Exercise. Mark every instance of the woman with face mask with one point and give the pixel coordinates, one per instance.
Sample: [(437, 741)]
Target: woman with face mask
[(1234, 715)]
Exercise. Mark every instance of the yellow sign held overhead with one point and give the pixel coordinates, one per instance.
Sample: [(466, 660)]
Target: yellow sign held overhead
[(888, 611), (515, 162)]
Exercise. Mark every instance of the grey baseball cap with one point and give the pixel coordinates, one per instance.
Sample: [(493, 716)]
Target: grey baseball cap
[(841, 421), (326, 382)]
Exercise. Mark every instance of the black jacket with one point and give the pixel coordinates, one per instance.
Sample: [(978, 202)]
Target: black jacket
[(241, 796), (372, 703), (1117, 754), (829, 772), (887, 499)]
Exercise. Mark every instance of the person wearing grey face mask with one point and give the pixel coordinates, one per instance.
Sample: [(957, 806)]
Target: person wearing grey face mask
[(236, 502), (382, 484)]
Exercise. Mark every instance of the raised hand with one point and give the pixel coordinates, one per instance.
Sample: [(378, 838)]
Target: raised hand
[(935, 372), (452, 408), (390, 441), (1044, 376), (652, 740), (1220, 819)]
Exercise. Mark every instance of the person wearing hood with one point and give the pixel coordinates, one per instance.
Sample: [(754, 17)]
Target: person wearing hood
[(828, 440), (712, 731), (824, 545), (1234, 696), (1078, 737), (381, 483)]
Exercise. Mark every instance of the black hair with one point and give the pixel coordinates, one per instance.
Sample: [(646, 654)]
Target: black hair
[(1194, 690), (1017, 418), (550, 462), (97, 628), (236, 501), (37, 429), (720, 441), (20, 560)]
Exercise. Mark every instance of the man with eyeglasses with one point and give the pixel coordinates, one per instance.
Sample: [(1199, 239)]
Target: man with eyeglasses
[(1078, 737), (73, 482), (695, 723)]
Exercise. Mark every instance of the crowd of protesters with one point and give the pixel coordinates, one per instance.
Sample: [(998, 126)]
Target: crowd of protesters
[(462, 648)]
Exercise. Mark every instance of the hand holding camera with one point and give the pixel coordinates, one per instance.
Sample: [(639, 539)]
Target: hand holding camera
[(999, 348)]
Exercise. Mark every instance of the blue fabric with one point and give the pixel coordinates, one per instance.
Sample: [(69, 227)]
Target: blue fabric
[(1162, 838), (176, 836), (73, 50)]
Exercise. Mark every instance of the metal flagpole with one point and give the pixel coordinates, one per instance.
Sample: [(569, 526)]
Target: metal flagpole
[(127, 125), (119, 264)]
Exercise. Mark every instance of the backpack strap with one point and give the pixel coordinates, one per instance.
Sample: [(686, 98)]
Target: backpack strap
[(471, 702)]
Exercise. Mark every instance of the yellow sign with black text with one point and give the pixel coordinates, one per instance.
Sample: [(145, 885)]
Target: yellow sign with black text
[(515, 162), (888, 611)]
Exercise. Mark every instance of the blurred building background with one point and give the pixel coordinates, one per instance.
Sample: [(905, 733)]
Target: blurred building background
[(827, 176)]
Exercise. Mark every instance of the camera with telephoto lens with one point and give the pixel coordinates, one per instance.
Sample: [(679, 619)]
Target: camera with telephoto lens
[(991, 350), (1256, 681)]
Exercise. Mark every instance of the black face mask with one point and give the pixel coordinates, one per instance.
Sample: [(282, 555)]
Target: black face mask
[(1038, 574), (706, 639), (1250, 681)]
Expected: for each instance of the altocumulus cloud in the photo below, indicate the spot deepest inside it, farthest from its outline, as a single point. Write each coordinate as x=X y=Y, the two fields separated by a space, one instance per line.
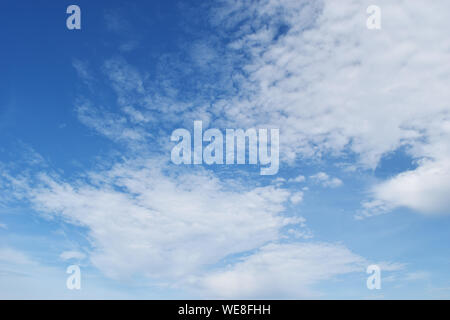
x=311 y=69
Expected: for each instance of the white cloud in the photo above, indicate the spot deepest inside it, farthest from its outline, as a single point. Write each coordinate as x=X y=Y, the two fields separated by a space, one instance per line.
x=142 y=220
x=298 y=179
x=282 y=271
x=325 y=180
x=424 y=190
x=336 y=88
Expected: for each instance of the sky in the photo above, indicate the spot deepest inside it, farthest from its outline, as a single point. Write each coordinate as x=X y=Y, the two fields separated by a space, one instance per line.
x=86 y=176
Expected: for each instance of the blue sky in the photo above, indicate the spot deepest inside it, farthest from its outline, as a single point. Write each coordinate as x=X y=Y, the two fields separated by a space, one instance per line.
x=86 y=176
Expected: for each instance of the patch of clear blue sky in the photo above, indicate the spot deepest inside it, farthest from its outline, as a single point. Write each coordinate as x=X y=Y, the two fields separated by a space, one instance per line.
x=38 y=86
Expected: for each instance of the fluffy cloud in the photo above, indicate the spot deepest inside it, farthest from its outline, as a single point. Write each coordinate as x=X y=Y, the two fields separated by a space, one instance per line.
x=335 y=87
x=141 y=219
x=325 y=180
x=282 y=270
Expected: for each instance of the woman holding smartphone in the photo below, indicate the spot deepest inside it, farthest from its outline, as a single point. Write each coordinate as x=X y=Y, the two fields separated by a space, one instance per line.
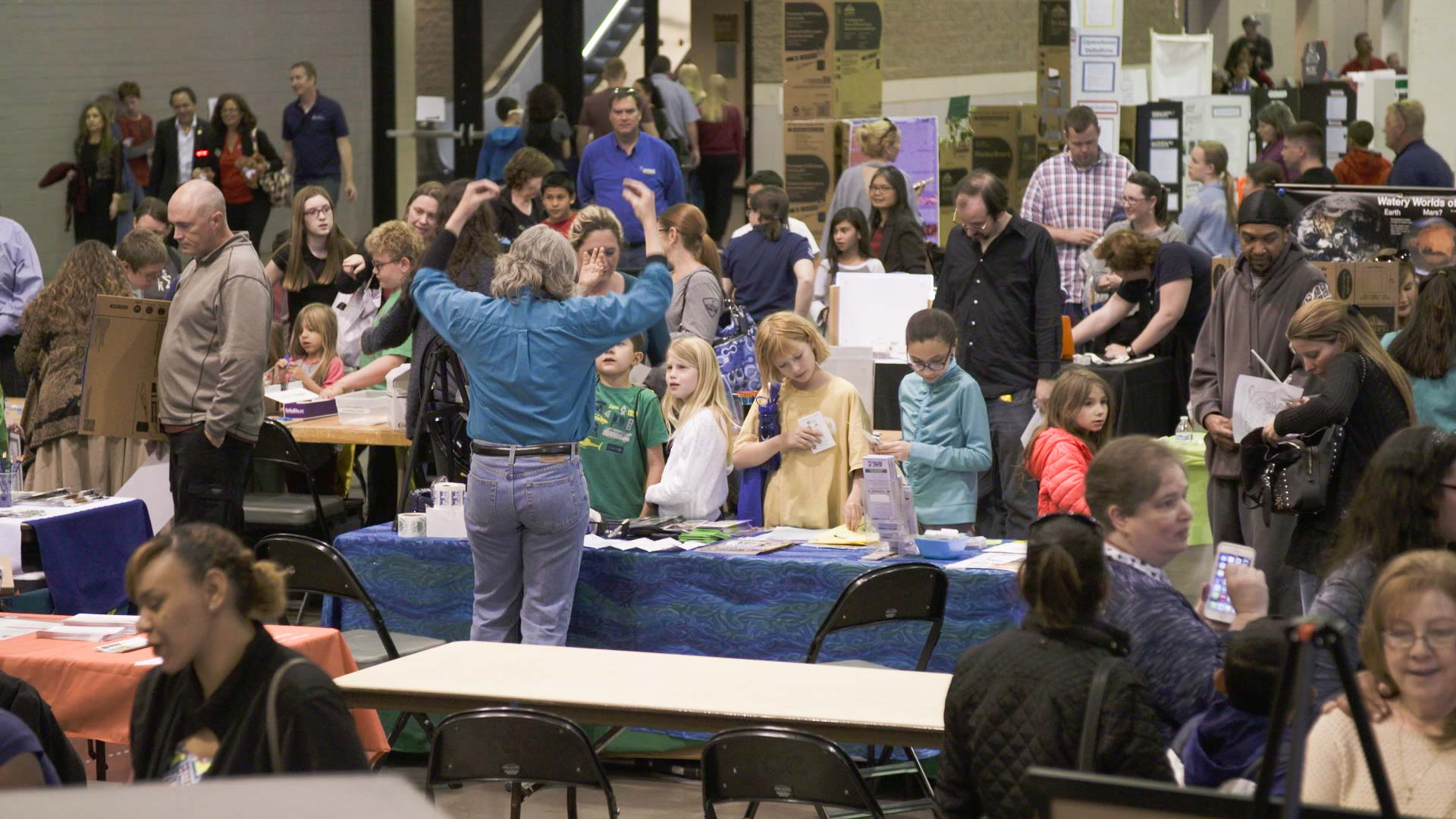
x=1136 y=488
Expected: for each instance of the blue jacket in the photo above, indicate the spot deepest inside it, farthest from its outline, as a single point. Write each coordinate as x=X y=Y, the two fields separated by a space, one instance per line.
x=498 y=149
x=1419 y=165
x=1225 y=744
x=532 y=360
x=951 y=444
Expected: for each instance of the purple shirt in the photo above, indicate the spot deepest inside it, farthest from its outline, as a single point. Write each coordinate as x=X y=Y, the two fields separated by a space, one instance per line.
x=19 y=275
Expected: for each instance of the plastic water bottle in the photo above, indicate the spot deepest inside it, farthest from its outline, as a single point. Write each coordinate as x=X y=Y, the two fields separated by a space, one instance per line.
x=1184 y=430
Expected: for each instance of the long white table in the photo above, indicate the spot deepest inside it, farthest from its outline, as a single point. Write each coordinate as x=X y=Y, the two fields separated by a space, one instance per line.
x=661 y=691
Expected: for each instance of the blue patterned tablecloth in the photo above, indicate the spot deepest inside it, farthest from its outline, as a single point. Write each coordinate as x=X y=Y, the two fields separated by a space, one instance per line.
x=764 y=607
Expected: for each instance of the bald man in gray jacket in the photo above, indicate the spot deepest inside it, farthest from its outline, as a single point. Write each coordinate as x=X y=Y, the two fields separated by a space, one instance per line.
x=215 y=350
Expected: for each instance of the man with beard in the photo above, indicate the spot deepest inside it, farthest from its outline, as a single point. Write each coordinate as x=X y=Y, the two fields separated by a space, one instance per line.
x=1250 y=314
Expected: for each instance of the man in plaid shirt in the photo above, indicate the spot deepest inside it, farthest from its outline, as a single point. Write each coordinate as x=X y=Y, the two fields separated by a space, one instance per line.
x=1074 y=196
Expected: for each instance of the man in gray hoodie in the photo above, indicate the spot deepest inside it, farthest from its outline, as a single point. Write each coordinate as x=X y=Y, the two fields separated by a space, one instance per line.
x=1250 y=314
x=215 y=350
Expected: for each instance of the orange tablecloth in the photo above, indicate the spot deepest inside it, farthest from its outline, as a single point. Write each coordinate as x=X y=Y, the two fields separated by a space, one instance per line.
x=91 y=691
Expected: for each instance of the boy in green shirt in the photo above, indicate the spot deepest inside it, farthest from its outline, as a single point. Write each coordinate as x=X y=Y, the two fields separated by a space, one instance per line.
x=623 y=453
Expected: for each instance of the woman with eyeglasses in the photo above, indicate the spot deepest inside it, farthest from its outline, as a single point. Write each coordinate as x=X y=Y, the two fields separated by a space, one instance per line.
x=1021 y=697
x=1408 y=643
x=310 y=264
x=1426 y=350
x=880 y=143
x=1145 y=202
x=1405 y=502
x=1136 y=488
x=896 y=237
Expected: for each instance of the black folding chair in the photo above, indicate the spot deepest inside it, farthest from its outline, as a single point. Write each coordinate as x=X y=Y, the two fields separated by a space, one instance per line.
x=294 y=512
x=318 y=569
x=905 y=592
x=783 y=765
x=444 y=406
x=517 y=746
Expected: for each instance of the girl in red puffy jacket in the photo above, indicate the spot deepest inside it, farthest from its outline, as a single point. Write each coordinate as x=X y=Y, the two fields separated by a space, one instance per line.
x=1078 y=423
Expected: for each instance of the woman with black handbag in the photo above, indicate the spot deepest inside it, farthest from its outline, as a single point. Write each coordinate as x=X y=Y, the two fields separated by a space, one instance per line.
x=1363 y=391
x=1057 y=691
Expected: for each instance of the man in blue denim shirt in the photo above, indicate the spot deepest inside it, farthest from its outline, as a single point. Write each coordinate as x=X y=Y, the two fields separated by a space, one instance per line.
x=529 y=349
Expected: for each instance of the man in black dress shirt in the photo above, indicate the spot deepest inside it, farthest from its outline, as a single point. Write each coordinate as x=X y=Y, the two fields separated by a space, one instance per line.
x=1002 y=284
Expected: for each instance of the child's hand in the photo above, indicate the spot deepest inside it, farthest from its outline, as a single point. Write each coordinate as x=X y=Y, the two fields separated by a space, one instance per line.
x=899 y=449
x=801 y=438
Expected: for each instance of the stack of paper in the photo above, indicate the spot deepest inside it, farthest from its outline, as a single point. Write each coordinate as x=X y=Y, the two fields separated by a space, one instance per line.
x=82 y=632
x=126 y=623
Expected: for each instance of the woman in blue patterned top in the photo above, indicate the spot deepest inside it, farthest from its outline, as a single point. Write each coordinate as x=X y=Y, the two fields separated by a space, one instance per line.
x=529 y=349
x=1136 y=490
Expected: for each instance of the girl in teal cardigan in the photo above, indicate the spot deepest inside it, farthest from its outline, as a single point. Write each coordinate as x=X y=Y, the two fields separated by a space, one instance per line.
x=943 y=419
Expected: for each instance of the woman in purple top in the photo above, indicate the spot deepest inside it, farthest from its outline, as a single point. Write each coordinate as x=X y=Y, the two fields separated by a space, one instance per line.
x=1274 y=120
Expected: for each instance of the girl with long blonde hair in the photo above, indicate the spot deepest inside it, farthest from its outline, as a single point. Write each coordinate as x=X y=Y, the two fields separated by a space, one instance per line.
x=695 y=480
x=1363 y=390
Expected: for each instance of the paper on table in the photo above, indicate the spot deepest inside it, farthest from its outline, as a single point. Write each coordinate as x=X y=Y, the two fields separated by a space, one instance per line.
x=823 y=426
x=1258 y=400
x=995 y=561
x=152 y=484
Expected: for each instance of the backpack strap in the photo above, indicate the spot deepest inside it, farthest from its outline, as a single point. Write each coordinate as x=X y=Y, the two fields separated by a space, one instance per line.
x=1087 y=751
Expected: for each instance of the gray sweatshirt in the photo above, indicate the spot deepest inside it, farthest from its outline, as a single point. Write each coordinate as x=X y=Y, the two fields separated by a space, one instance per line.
x=216 y=346
x=1247 y=315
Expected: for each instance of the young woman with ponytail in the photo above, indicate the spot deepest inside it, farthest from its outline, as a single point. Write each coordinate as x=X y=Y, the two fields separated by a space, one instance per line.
x=1210 y=216
x=1019 y=698
x=698 y=297
x=202 y=601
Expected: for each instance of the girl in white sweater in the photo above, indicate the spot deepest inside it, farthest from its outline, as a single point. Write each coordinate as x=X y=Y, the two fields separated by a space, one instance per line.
x=695 y=480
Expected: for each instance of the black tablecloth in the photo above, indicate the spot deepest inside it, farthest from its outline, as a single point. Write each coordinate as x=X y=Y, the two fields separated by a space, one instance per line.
x=1144 y=397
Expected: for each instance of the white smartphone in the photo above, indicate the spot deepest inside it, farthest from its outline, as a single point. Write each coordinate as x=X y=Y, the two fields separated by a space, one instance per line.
x=1219 y=607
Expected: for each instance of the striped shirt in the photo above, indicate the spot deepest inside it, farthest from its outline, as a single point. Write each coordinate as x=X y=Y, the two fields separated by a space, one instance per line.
x=1065 y=196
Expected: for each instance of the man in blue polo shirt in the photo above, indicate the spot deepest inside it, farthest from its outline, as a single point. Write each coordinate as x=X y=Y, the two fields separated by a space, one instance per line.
x=1416 y=162
x=628 y=153
x=316 y=137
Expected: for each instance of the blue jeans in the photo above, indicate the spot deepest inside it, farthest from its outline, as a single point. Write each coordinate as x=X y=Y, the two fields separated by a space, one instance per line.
x=526 y=522
x=1008 y=494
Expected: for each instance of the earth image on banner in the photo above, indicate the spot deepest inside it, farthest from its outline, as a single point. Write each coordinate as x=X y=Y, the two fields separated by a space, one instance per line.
x=1338 y=228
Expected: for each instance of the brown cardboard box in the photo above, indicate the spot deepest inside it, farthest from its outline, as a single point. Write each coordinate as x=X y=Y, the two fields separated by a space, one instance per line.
x=832 y=63
x=120 y=382
x=813 y=161
x=1375 y=287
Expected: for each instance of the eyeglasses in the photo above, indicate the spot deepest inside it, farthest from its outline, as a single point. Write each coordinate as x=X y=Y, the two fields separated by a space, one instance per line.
x=932 y=366
x=1404 y=640
x=1069 y=515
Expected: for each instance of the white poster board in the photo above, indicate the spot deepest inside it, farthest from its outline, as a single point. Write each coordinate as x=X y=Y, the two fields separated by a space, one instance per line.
x=1183 y=66
x=874 y=306
x=1097 y=64
x=1223 y=118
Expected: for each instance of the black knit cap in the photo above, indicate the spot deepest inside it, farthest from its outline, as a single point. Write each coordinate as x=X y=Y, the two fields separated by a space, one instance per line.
x=1264 y=207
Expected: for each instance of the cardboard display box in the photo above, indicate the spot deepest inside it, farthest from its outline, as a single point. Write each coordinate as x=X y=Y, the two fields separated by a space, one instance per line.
x=813 y=161
x=1375 y=287
x=832 y=63
x=120 y=382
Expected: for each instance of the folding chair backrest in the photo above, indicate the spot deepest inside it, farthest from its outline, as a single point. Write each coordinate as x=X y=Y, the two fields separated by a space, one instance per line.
x=783 y=765
x=890 y=594
x=514 y=745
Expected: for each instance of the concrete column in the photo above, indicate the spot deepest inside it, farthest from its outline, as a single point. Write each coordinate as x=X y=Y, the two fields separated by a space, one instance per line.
x=1432 y=30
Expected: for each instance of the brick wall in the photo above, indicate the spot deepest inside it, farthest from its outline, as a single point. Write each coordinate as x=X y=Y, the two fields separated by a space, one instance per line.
x=932 y=38
x=58 y=55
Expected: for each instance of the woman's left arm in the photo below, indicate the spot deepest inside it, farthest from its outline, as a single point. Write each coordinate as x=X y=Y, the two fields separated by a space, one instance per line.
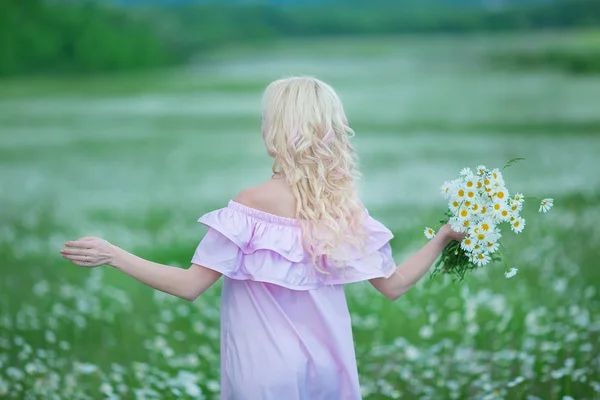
x=187 y=284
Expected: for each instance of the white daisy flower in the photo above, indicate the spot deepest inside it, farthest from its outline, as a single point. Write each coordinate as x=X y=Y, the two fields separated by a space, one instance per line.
x=496 y=176
x=497 y=211
x=482 y=259
x=470 y=183
x=501 y=194
x=484 y=211
x=475 y=207
x=467 y=244
x=453 y=206
x=446 y=189
x=429 y=233
x=466 y=171
x=472 y=257
x=517 y=224
x=477 y=248
x=457 y=225
x=546 y=205
x=511 y=273
x=519 y=198
x=486 y=226
x=459 y=193
x=492 y=246
x=515 y=206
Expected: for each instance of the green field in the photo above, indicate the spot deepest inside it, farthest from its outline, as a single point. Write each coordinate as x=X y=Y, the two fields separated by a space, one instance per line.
x=137 y=159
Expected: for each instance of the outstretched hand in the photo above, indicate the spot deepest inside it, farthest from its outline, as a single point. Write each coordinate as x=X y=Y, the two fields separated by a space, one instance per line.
x=450 y=234
x=88 y=252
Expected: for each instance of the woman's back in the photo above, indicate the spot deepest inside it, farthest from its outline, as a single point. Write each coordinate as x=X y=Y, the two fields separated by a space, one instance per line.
x=285 y=326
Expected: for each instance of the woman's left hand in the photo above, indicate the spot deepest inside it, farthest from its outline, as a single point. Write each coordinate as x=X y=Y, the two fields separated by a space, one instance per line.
x=88 y=252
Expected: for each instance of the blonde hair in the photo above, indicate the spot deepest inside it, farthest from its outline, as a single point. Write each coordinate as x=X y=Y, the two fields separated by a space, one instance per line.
x=306 y=132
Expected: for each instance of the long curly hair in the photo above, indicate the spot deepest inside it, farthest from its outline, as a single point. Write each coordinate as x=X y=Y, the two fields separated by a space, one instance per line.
x=306 y=132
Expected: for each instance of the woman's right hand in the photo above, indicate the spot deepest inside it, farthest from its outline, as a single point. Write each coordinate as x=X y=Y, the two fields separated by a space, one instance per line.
x=449 y=235
x=89 y=252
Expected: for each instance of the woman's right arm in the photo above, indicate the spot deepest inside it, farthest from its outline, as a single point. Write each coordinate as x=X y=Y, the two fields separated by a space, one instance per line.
x=410 y=271
x=187 y=284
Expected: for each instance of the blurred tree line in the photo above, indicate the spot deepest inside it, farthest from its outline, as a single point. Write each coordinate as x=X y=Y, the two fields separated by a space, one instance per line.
x=52 y=36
........
▶ [What this task involves]
Could you repeat only the part that opens with the line containing "Exercise. Mark every instance of the blurred" and closes with the line containing "[(1038, 574), (706, 639), (1250, 681)]", renaming "telephoto lens" to "zoom lens" throughout and keeping everything else the same?

▶ [Result]
Exercise. Mark every instance of the blurred building background with one point and give the pixel coordinates, one per instance.
Sample: [(905, 733)]
Target: blurred building background
[(827, 176)]
Exercise. Mark every instance of the camera with zoom lens with one point and give the pixel coordinates, one per instance.
Sample: [(679, 619)]
Target: camera with zoom lens
[(991, 350), (1256, 681)]
Exercise. Mark every instance of the black face mask with one point and give the pixel coordinates, one per instance.
Sample: [(282, 555)]
Target: black face mask
[(1038, 574), (706, 639), (1250, 681)]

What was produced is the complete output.